[Pointing and labeling entries]
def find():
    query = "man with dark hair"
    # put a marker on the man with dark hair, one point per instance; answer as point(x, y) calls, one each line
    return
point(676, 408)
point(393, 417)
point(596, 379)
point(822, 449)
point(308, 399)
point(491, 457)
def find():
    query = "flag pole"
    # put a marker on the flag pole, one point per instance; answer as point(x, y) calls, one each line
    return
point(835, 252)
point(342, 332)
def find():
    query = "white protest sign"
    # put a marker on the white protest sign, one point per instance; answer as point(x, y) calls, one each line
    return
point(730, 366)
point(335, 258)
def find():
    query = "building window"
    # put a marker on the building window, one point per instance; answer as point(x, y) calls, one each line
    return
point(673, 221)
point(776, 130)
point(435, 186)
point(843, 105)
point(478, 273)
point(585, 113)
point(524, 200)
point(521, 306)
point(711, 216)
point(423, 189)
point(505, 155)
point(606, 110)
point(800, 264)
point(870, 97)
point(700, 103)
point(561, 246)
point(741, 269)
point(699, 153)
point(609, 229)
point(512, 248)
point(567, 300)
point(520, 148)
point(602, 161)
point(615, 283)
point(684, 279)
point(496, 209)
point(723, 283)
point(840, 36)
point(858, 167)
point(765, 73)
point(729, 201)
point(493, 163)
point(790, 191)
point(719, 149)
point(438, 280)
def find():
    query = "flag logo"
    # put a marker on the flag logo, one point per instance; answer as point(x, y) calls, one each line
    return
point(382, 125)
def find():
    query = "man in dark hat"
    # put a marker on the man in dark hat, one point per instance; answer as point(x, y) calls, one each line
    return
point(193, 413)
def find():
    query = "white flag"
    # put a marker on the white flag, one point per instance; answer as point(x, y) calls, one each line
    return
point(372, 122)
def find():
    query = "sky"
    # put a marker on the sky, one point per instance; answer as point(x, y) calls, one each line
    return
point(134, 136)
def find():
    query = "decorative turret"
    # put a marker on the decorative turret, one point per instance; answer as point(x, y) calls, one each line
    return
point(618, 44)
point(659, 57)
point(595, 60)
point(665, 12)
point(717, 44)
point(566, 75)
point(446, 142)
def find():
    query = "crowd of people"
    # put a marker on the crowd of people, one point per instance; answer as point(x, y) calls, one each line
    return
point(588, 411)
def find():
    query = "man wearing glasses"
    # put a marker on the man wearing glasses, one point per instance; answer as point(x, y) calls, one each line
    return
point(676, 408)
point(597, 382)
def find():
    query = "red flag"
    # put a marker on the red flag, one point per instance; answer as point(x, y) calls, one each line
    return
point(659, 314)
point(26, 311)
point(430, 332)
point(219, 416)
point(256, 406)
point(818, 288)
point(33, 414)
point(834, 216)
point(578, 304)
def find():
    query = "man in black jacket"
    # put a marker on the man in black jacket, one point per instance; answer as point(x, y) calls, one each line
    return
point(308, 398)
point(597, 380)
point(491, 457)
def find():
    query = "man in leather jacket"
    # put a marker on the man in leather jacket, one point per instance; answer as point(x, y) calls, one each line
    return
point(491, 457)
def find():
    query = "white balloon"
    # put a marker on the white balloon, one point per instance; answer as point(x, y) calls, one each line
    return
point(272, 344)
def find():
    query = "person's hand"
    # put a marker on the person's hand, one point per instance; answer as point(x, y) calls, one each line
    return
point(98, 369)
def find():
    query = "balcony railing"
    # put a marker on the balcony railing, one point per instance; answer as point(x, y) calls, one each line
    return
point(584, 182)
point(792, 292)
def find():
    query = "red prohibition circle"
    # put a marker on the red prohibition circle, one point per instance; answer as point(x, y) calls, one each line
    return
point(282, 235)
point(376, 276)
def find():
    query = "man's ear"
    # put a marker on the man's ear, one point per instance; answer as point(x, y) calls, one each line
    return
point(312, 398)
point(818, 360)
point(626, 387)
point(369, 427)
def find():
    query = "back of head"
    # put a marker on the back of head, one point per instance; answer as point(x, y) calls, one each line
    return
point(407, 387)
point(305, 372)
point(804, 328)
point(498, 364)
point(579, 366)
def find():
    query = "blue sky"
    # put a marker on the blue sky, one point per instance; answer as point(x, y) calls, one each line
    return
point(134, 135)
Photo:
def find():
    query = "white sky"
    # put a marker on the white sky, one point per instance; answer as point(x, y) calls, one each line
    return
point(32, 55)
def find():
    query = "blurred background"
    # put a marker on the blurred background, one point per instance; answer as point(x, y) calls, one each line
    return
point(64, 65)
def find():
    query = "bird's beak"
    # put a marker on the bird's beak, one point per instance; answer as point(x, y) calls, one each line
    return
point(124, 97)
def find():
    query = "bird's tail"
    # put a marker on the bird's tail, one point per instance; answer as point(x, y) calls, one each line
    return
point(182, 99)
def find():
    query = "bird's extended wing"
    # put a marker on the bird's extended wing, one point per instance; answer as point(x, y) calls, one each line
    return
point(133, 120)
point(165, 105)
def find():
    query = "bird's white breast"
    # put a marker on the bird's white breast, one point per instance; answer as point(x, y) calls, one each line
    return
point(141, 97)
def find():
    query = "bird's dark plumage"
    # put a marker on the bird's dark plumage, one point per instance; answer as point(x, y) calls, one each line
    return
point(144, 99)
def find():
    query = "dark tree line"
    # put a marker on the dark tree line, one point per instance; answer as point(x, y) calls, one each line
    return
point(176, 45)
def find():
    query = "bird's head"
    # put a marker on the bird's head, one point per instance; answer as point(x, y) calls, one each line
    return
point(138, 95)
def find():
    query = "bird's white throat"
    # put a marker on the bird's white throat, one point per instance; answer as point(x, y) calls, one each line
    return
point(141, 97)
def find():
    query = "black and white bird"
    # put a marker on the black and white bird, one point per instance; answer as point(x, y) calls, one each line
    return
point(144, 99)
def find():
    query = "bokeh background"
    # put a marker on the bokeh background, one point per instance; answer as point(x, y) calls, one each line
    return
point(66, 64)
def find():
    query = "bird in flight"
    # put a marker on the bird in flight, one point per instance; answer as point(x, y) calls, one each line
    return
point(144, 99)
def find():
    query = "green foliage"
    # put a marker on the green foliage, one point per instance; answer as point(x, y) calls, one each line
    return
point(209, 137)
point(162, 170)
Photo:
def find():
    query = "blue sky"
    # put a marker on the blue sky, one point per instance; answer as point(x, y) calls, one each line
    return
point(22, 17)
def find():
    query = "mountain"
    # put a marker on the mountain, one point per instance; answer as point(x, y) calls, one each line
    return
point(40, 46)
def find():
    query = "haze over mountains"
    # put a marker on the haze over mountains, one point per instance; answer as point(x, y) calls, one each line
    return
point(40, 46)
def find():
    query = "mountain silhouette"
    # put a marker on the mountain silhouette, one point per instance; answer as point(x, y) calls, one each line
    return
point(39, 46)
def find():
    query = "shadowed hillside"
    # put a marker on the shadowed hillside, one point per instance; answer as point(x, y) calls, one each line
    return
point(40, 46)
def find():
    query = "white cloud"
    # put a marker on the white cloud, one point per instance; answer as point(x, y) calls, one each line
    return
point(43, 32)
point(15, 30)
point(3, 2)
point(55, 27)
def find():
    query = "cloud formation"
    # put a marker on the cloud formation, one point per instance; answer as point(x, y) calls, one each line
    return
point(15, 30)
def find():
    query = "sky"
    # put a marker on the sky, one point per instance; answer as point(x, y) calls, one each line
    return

Required task —
Print back all the lines verbatim.

Reply —
def find():
    query = "man with dark hair"
    # put a marker on the man with dark hair, one point per instance; answer as point(x, y) calls, one each line
    return
point(676, 408)
point(393, 417)
point(596, 379)
point(822, 449)
point(308, 399)
point(491, 457)
def find():
    query = "flag pole"
    # put a marker on the flag pole, one point per instance; answer as point(x, y) calls, one each line
    return
point(835, 252)
point(342, 332)
def find():
    query = "white protest sign"
    # put a marker on the white protest sign, one point per instance; answer as point(x, y) calls, one each line
    return
point(730, 366)
point(335, 258)
def find():
    query = "building window"
    # put a marker on the building window, one point per instance; answer as point(x, y) calls, one each line
    return
point(673, 221)
point(776, 130)
point(435, 186)
point(843, 105)
point(478, 273)
point(585, 113)
point(524, 200)
point(521, 306)
point(711, 216)
point(423, 189)
point(505, 155)
point(606, 110)
point(800, 264)
point(870, 97)
point(700, 103)
point(561, 246)
point(741, 269)
point(699, 153)
point(609, 229)
point(512, 248)
point(567, 300)
point(520, 148)
point(602, 161)
point(615, 283)
point(684, 279)
point(496, 209)
point(723, 283)
point(840, 36)
point(858, 167)
point(765, 73)
point(729, 201)
point(493, 163)
point(790, 191)
point(719, 149)
point(438, 280)
def find():
    query = "flag logo"
    # put a marker on the flag logo, one point per instance; answer as point(x, y) calls, one each line
    return
point(382, 125)
def find():
    query = "man in dark hat"
    # put a marker on the man in dark hat, one point per instance; answer as point(x, y) calls, one each line
    return
point(193, 413)
def find():
    query = "white flag"
    # put a marker on the white flag, one point per instance; answer as point(x, y) calls, one each line
    return
point(372, 122)
def find():
    query = "sky"
    # put a marker on the sky, one point per instance; answer as point(x, y) calls, one each line
    return
point(134, 136)
def find():
    query = "decorative turret"
    # put a marker on the decorative turret, one point per instance; answer as point(x, y) calls, one each line
    return
point(618, 44)
point(659, 57)
point(595, 60)
point(665, 12)
point(717, 44)
point(566, 75)
point(446, 142)
def find():
    query = "crowd of people"
    # put a marker on the crowd of people, one point per instance; answer as point(x, y) calls, one each line
    return
point(588, 411)
def find():
    query = "man wearing glasses"
    # put a marker on the man wearing glasses, one point per instance; answer as point(x, y) calls, one each line
    return
point(676, 408)
point(597, 382)
def find():
    query = "red flag"
    # put a marker on the red flag, one point per instance; answer as point(x, y) calls, one each line
    return
point(659, 314)
point(26, 311)
point(430, 332)
point(219, 416)
point(256, 406)
point(818, 288)
point(33, 414)
point(834, 216)
point(578, 304)
def find():
    query = "man in black jacket"
    # put a marker on the man in black jacket, one point per instance; answer as point(x, y) calls, one each line
    return
point(308, 398)
point(597, 380)
point(491, 457)
def find():
    query = "man in leather jacket"
    # put a marker on the man in leather jacket, one point per instance; answer as point(x, y) calls, one each line
    return
point(491, 457)
def find():
    query = "white balloon"
    # put a marker on the white balloon, one point per instance; answer as point(x, y) calls, one each line
    return
point(272, 344)
def find():
    query = "person's hand"
    # put a marker on the person's hand, one point per instance; answer as point(x, y) calls, one each line
    return
point(98, 369)
def find():
    query = "balcony railing"
    # put a marker on the balcony railing, one point per instance; answer as point(x, y) calls, one each line
    return
point(584, 182)
point(792, 292)
def find():
    query = "red prohibition circle"
    # put a marker on the red prohibition circle, one point per instance; answer as point(x, y) calls, one each line
    return
point(282, 235)
point(376, 276)
def find():
    query = "man's ear"
    # put a marker on the man's ear, one point per instance; answer as point(x, y) calls, one each line
    return
point(312, 398)
point(818, 360)
point(626, 387)
point(369, 427)
def find():
    query = "back of head"
    # put a marker on the back of head, one point per instance; answer as point(x, y) calls, one each line
    return
point(407, 387)
point(305, 372)
point(804, 328)
point(498, 364)
point(579, 366)
def find():
    query = "blue sky"
    # put a marker on the blue sky, one point per instance; answer as point(x, y) calls, one each line
    return
point(134, 135)
Photo:
def find():
    query = "white sky"
    # put a marker on the white sky, one point per instance; answer as point(x, y) calls, one each line
    return
point(32, 55)
def find():
    query = "blurred background"
    # put a marker on the blurred background, one point per instance; answer as point(x, y) calls, one each line
    return
point(64, 65)
def find():
    query = "bird's beak"
    # put a marker on the bird's beak, one point per instance; answer as point(x, y) calls, one each line
    return
point(124, 97)
def find():
    query = "bird's tail"
    # put a marker on the bird's tail, one point per instance; answer as point(x, y) calls, one each line
    return
point(182, 99)
def find():
    query = "bird's extended wing"
    # put a marker on the bird's extended wing, one point per instance; answer as point(x, y) calls, one each line
    return
point(133, 120)
point(165, 105)
def find():
    query = "bird's white breast"
    # put a marker on the bird's white breast, one point per instance; answer as point(x, y) calls, one each line
    return
point(141, 97)
def find():
    query = "bird's dark plumage"
    # put a marker on the bird's dark plumage, one point per instance; answer as point(x, y) calls, one each line
    return
point(144, 99)
def find():
    query = "dark tree line"
    # put a marker on the dark tree line, one point per instance; answer as point(x, y) calls, one each line
    return
point(176, 45)
def find():
    query = "bird's head"
    # put a marker on the bird's head, one point per instance; answer as point(x, y) calls, one each line
    return
point(138, 95)
def find():
    query = "bird's white throat"
    # put a marker on the bird's white throat, one point per instance; answer as point(x, y) calls, one each line
    return
point(141, 97)
def find():
    query = "black and white bird"
    # put a marker on the black and white bird, one point per instance; answer as point(x, y) calls, one each line
    return
point(144, 99)
def find():
    query = "bokeh background"
    # put a marker on the bokeh background, one point per instance; answer as point(x, y) calls, one each line
    return
point(66, 64)
def find():
    query = "bird in flight"
    # put a marker on the bird in flight, one point per instance; answer as point(x, y) calls, one each line
    return
point(144, 99)
def find():
    query = "green foliage"
    # put a marker on the green foliage, one point per instance; answer as point(x, y) calls, one each line
    return
point(209, 137)
point(162, 170)
Photo:
def find():
    query = "blue sky"
    # put a marker on the blue sky, one point per instance; answer as point(x, y) calls, one each line
    return
point(22, 17)
def find():
    query = "mountain"
    # put a marker on the mountain, one point per instance; answer as point(x, y) calls, one each line
    return
point(40, 46)
def find():
    query = "haze over mountains"
    # put a marker on the haze over mountains, one point per instance; answer as point(x, y) calls, one each line
    return
point(40, 46)
def find():
    query = "mountain silhouette"
    # put a marker on the mountain silhouette, one point per instance; answer as point(x, y) calls, one each line
    return
point(39, 46)
def find():
    query = "shadowed hillside"
    # put a marker on the shadowed hillside, one point per instance; answer as point(x, y) calls, one each line
    return
point(40, 46)
def find():
    query = "white cloud"
    # put a marker on the white cloud, one point per instance; answer as point(x, y) calls, one each line
    return
point(43, 32)
point(15, 30)
point(3, 2)
point(55, 27)
def find():
    query = "cloud formation"
    # put a marker on the cloud formation, one point per instance; answer as point(x, y) calls, one each line
    return
point(15, 30)
def find():
    query = "sky"
    # put a marker on the sky, one point per instance; answer as point(x, y) calls, one each line
    return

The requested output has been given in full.